Here is a simple problem. It's half maths and half strategy, I can't fully get my head around it and I figure that there is an optimal solution that will beat other solutions.
>You are given 10,000 dollars to gamble. >The odds of what you must bet on fluctuate between $2 and a max of $10 and will average $2.5. >You do not know the exact odds before you bet. >The win rate for what you are betting on is 45% >You can only play 2000 games.
Unlike any normal gambling the odds here are in your favor, you just have to develop a strategy to maximize your return. How would you go about it?
I'd like to see what Veeky Forums thinks here or if there exists a program to work something like this out. I've been feeling fairly stupid as my strategy would be simply doubling down with my initial bet being recalculated after each win to able to cover a loss streak of 11. So - (initial bet)*2^0+(initial bet)*2^1+(initial bet)*2^2...+(initial bet)*2^11)
Can you clarify the part about the odds? Why do the odds have a dollar amount? Is that a multiplier on the bet if you win? If so, I doubt any house will give a 10x payout on a coinflip
Xavier Baker
> Is that a multiplier on the bet if you win? Yes it is, It's the payout. If you put down a $1 and the odds are $2.5 you get a $2.5 payout and profit $1.5.
>If so, I doubt any house will give a 10x payout on a coinflip It is a hypothetical scenario and more interesting as classic gambling strategies are pretty flawed whereas this is actually about making money as efficiently as possible while reducing risk. At an average of 2.5 a $10 payout would be pretty very unlikely but additionally it's potential would favour more risk taking strategies no?
Charles Jenkins
look up kelly criterion and modify it slightly for your problem.
Michael Allen
Is there a pattern to the payout of one game and the next? If one game pays 10/1 is the next likely to also be high? If so, you want to make smaller bets until you recognize high payouts, then start betting high until the payouts drop.
The problem with this setup is, most games are in your favor. If there's no pattern to the payouts and your goal is to maximize your expected profits, the best strategy is to bet almost all your money on every game. This gives you a 5E-3001 chance of ending with any money, but if you do it's an unimaginable amount.
This is dumb. I care about my first million more than my second more than my third. So instead of maximizing my expected dollars I'll try maximizing the expected square root of my dollars. This will prioritize high-probability medium payouts over low-probability large payouts. The new problem is, with the non-linear utility function you can't make proper calculations your expected gain without knowing the distribution of the odds, so you need to piece that together as you go.

→ **DATA PROVIDED**
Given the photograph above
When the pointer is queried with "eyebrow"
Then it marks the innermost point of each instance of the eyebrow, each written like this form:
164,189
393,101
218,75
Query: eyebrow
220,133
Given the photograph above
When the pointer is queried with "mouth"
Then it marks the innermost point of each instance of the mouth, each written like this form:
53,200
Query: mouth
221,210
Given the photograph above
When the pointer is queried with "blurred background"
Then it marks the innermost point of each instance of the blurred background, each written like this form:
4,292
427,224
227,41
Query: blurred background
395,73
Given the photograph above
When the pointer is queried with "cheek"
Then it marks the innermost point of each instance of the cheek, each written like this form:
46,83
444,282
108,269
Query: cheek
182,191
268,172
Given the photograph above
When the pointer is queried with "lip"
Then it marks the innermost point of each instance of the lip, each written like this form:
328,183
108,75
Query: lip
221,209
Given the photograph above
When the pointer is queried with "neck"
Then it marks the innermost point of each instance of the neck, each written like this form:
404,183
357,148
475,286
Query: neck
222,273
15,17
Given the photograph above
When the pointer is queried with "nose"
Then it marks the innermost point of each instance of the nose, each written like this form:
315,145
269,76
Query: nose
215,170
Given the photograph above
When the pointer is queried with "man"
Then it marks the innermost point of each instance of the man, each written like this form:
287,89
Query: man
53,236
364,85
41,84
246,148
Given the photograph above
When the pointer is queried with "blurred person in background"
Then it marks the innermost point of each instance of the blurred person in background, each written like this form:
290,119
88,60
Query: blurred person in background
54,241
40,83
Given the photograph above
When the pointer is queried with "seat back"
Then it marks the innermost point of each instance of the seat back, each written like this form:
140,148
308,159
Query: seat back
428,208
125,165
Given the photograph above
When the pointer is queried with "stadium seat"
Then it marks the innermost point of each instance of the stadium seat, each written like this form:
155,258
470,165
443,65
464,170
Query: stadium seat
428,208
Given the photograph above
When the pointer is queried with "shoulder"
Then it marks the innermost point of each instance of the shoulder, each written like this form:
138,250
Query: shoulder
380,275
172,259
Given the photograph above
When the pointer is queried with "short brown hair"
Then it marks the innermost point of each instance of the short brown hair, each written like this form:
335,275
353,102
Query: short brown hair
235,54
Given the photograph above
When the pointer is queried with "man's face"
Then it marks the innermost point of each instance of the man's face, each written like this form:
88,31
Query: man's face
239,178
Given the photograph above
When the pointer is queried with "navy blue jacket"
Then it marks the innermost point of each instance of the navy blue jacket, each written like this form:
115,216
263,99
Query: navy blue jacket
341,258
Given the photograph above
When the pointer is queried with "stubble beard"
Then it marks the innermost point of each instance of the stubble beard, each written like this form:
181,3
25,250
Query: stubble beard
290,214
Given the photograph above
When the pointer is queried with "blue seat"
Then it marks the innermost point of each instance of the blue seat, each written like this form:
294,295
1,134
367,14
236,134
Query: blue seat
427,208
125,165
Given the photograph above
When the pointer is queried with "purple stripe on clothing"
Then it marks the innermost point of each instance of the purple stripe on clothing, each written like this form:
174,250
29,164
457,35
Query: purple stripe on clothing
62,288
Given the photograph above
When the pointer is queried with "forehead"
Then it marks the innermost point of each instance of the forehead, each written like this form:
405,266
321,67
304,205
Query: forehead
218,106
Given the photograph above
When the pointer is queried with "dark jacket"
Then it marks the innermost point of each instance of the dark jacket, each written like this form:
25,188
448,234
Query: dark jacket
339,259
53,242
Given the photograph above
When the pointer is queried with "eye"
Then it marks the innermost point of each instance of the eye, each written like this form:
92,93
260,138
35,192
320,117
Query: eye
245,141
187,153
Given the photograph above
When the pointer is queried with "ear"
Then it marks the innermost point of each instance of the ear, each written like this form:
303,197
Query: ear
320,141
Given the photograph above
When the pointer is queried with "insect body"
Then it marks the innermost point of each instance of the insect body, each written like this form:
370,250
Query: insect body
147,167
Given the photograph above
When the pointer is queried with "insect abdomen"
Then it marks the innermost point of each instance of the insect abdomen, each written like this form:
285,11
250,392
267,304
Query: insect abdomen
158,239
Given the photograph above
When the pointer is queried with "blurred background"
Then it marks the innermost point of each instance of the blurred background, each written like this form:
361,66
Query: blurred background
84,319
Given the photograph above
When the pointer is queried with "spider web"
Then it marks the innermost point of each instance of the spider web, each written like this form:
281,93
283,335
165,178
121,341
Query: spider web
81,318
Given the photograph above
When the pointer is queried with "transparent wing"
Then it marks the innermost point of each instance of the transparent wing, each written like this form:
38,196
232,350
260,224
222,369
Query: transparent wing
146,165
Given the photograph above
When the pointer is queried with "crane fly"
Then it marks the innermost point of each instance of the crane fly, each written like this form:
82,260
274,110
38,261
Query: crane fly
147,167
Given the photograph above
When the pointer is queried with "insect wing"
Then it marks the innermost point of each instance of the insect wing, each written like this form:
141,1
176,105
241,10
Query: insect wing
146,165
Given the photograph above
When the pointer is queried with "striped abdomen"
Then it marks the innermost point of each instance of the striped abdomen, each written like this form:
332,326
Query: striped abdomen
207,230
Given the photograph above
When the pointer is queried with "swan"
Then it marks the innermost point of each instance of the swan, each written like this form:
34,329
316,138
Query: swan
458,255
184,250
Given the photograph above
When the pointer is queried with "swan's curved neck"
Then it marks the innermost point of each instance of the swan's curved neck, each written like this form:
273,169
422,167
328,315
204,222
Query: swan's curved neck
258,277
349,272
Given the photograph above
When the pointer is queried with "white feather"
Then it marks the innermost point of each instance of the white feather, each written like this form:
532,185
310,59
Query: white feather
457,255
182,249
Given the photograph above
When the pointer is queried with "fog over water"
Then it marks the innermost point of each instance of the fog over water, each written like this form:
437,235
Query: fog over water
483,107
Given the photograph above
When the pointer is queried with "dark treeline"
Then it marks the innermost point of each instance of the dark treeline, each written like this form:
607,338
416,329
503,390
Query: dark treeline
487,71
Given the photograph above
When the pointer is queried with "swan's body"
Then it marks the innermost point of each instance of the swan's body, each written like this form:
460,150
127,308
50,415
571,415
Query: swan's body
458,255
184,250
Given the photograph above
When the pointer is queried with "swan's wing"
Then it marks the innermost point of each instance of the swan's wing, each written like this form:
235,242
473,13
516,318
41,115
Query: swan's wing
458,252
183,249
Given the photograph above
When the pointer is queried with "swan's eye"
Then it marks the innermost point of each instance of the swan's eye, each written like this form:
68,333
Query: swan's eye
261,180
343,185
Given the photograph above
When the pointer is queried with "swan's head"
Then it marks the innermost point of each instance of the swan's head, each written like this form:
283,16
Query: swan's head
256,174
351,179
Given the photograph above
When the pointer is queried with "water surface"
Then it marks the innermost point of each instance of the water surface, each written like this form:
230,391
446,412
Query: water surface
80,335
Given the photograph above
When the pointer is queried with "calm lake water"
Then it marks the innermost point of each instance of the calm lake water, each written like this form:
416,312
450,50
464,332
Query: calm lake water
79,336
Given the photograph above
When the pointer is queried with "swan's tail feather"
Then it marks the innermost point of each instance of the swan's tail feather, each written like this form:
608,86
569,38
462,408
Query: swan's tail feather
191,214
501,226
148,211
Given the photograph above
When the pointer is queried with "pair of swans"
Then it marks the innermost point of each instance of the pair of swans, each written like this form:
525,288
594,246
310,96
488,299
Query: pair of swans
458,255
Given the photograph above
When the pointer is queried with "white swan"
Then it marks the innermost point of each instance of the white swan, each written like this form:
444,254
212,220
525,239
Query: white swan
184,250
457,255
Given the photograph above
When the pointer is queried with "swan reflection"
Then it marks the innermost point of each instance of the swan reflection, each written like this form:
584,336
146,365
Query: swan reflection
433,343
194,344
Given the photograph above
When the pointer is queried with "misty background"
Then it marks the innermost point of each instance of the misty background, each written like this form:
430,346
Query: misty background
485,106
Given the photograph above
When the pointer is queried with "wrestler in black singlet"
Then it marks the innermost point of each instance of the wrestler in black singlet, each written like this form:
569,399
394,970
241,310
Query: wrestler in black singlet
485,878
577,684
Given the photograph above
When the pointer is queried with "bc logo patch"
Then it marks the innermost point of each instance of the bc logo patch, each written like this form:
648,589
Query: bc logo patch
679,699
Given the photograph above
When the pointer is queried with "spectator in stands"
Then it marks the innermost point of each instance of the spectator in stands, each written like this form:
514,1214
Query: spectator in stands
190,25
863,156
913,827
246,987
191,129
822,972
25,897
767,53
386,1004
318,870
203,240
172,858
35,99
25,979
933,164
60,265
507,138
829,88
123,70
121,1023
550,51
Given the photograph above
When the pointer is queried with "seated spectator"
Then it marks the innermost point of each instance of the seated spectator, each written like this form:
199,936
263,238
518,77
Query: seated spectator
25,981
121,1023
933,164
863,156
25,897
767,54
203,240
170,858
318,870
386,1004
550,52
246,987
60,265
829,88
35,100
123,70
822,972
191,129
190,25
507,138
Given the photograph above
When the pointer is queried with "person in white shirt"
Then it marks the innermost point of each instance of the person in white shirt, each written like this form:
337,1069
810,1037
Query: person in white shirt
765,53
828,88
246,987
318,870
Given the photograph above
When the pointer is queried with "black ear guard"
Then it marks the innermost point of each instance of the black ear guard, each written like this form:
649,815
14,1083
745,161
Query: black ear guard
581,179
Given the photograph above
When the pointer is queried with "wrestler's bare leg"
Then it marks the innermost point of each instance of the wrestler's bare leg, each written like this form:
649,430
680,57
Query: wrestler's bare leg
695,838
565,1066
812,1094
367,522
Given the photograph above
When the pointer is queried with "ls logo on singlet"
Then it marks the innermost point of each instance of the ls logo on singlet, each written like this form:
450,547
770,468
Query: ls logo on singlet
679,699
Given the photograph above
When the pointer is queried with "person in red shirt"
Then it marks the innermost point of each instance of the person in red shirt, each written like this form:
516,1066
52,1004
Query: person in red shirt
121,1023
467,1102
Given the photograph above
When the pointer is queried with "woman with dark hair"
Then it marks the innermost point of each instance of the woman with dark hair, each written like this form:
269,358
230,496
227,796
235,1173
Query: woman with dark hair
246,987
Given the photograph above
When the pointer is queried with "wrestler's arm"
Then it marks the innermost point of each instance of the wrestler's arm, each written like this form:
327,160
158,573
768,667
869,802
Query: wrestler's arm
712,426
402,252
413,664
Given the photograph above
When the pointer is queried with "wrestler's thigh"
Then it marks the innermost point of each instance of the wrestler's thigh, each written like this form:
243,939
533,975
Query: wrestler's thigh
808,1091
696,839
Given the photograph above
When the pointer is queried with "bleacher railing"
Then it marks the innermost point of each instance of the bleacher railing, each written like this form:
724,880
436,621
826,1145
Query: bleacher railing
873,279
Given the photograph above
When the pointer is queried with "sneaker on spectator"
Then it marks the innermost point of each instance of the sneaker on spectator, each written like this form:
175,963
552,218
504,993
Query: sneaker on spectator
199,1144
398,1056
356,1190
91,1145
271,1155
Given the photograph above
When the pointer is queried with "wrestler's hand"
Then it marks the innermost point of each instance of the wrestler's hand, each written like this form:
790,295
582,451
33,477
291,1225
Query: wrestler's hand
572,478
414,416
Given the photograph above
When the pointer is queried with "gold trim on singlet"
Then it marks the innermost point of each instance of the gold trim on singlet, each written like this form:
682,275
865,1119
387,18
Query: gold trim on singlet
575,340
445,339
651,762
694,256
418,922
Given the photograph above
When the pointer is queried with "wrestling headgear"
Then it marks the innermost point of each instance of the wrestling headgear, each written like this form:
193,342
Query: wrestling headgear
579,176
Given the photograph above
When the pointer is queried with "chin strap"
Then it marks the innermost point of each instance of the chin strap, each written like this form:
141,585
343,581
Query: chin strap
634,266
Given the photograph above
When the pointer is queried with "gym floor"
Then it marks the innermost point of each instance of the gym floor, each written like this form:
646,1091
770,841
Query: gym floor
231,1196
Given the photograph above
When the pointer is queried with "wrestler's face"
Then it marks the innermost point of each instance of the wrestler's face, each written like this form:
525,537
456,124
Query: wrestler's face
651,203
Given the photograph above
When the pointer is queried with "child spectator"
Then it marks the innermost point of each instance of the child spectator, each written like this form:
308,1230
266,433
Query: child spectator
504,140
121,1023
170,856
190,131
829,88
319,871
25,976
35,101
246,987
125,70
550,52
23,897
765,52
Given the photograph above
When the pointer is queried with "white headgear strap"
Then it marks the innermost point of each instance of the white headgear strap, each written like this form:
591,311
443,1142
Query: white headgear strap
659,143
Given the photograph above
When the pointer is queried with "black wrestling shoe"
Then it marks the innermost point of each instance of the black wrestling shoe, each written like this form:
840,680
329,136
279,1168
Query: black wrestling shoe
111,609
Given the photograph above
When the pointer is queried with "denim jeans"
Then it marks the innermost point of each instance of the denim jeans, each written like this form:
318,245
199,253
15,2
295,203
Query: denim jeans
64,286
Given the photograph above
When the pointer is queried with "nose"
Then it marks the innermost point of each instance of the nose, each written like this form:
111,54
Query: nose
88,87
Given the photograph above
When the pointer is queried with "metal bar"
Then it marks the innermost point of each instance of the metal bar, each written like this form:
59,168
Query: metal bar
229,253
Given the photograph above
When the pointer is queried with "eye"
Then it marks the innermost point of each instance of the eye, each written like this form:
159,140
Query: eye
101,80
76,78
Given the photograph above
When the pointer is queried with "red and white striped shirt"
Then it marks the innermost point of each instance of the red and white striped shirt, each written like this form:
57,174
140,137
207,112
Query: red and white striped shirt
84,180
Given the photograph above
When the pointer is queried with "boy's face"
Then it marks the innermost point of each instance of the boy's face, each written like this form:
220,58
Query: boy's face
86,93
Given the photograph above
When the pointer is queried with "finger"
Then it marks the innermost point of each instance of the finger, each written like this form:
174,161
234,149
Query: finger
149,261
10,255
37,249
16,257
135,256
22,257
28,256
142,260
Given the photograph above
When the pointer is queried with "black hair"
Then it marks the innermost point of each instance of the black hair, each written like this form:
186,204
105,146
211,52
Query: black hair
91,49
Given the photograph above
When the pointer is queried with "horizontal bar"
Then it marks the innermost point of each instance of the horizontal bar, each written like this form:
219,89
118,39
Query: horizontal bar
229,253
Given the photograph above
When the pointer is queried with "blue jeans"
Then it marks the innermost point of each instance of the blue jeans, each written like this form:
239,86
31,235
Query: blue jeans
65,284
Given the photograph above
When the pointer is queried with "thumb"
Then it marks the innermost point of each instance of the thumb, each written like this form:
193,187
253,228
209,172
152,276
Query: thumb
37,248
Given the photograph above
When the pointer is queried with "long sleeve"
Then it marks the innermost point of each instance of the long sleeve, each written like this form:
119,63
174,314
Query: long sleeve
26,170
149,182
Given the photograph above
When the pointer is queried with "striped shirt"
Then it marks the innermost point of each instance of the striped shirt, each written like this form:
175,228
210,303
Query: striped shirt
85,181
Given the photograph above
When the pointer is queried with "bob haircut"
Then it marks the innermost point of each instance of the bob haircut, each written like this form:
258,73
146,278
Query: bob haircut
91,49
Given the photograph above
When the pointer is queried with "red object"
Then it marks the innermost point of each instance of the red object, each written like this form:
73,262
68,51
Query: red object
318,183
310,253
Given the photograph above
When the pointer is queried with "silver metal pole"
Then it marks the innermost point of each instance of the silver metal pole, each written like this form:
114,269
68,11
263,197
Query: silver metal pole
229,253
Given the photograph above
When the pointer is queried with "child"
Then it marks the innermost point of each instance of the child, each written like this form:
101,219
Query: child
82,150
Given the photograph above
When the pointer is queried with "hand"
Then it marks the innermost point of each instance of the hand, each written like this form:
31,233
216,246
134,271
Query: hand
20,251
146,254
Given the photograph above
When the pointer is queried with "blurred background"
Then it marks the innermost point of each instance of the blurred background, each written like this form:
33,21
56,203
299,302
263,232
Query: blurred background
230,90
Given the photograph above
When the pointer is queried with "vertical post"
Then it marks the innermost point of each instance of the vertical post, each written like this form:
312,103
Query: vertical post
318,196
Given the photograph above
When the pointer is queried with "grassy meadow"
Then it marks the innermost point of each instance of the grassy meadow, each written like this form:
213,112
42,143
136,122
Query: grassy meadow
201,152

→ **TASK**
Give every personal name that appears in the gambling thread.

→ **THE RESPONSE**
Xavier Baker, Charles Jenkins, Michael Allen